▶ EXERCISE TASK: Gather every line in the entries below that contains the word "murky" and list those lines.

• • • • •

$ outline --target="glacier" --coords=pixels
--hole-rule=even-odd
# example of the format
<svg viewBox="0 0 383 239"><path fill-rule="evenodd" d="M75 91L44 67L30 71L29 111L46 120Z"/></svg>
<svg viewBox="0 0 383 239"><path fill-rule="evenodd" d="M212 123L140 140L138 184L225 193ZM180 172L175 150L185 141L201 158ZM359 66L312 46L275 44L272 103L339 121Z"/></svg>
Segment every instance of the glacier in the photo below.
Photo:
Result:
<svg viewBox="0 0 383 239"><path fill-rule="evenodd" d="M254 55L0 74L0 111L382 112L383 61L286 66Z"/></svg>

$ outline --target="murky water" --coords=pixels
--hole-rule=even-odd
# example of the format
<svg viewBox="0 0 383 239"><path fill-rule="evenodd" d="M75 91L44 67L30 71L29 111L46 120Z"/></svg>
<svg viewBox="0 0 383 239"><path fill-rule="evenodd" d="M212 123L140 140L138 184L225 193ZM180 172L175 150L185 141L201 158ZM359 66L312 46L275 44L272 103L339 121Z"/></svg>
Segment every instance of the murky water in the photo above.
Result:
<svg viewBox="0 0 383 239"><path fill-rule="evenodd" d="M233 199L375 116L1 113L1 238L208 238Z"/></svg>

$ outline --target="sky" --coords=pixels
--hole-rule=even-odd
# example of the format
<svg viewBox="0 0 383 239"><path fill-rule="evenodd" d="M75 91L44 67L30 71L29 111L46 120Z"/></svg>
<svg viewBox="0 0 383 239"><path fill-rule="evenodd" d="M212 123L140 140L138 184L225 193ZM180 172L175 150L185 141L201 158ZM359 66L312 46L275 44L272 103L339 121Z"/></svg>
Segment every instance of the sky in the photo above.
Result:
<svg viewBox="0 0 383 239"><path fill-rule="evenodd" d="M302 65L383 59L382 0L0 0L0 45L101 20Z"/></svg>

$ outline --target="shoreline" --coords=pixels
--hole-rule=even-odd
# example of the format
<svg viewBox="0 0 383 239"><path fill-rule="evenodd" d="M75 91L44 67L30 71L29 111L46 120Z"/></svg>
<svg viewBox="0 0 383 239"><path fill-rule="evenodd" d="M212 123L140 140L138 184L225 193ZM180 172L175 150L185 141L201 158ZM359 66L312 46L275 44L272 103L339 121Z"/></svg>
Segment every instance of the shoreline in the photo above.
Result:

• • • • •

▶ OUTPUT FOR THIS TASK:
$ outline --target="murky water" --coords=pixels
Segment every instance of the murky water in the photo above.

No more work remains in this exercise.